:: Source extract ::
Yolanda Padron: Yeah, and this all comes at a time when. A lot of projects are reaching the end of the full service agreements that they had with some of these OEMs, right? So you already know that your risk profile is increasing. You already know. I mean, like Rosie, you said worst case scenario, you have a few years left before you don’t know what to do with some of the issues that are being presented.
Uh, because you don’t count with that first line of support that you typically would in this industry. It’s really important to be able to get a good mix of the technical and the commercial. Right? We’ve all seen it, and of course, we’re all a little bit biased because we’re all engineers, right? So we, to us it makes a lot of sense to go over the engineering route.
But the pendulum swung, swung so [00:08:00] far towards the commercial for Ella, the ge, that it just, it. They were always thinking about, or it seemed from an outsider’s point of view, right, that they were always thinking about, how can I get the easiest dollar today without really thinking about, okay, five 10 steps in the future, what’s going to happen to my business model?
Like, will this be sustainable? It did Just, I don’t know, it seems to me like just letting go of so many engineers and just going, I know Rosie, you mentioned a couple of podcasts ago about how they just kept on going from like Gen A to Gen B, to Gen C, D, and then it just, without really solving any problems initially.

:: Set task 1 ::
In the transcript excerpt, why does the speaker say projects already know their risk profile is increasing? Answer in one to three sentences.

:: Information provided ::

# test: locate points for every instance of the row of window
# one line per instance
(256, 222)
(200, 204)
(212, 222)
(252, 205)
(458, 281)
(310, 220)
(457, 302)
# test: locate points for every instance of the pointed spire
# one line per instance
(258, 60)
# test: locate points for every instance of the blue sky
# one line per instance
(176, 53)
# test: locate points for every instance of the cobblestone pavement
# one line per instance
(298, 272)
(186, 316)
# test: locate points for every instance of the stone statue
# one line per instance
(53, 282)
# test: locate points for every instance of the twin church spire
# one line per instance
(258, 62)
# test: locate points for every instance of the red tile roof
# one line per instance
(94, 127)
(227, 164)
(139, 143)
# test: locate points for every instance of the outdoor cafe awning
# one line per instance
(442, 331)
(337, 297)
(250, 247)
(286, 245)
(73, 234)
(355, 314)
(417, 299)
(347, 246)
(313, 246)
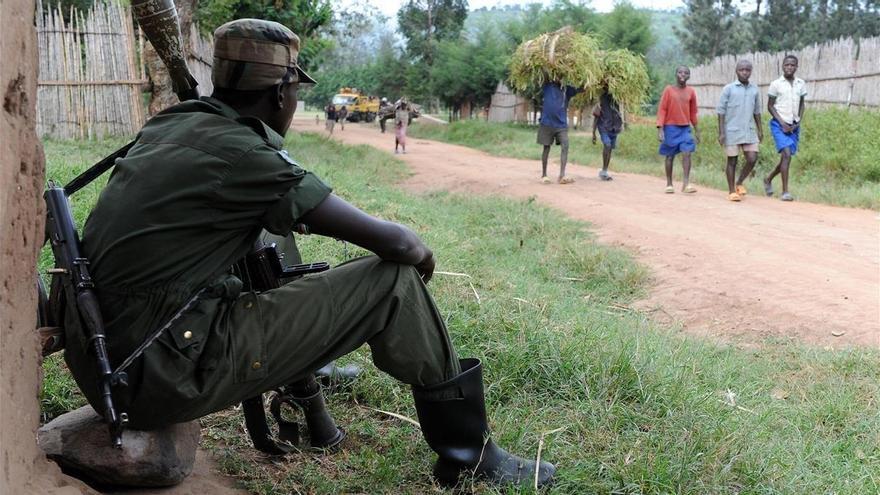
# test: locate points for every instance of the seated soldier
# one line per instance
(204, 178)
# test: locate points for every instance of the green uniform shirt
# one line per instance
(187, 201)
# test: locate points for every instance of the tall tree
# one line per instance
(711, 28)
(425, 23)
(627, 27)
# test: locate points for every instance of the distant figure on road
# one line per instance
(342, 115)
(785, 102)
(383, 104)
(675, 116)
(331, 117)
(554, 127)
(739, 127)
(401, 121)
(609, 122)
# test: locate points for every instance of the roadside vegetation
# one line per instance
(837, 163)
(619, 403)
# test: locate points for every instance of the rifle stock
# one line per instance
(72, 267)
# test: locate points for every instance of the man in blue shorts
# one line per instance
(554, 126)
(785, 102)
(675, 116)
(609, 122)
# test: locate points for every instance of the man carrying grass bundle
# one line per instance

:: Set task 2 ::
Transcribe the part of the records that opens with the line containing "# test: locate points for every instance of the roadside" and closes with the last line of the records, including both ends.

:: Full output 1 ::
Many projects are reaching the end of their full service agreements with the OEMs. Without those agreements, they no longer have the first line of support that they would typically have in this industry.

:: Full output 2 ::
# test: locate points for every instance of the roadside vegetation
# one line per instance
(837, 163)
(619, 403)
# test: locate points for every instance of the rifle stock
# one line per instance
(72, 267)
# test: locate points for every instance of the man in blue shorts
# one line per instance
(554, 126)
(785, 102)
(675, 116)
(609, 122)
# test: locate points for every instance of the man carrying grass bundle
# one line per instance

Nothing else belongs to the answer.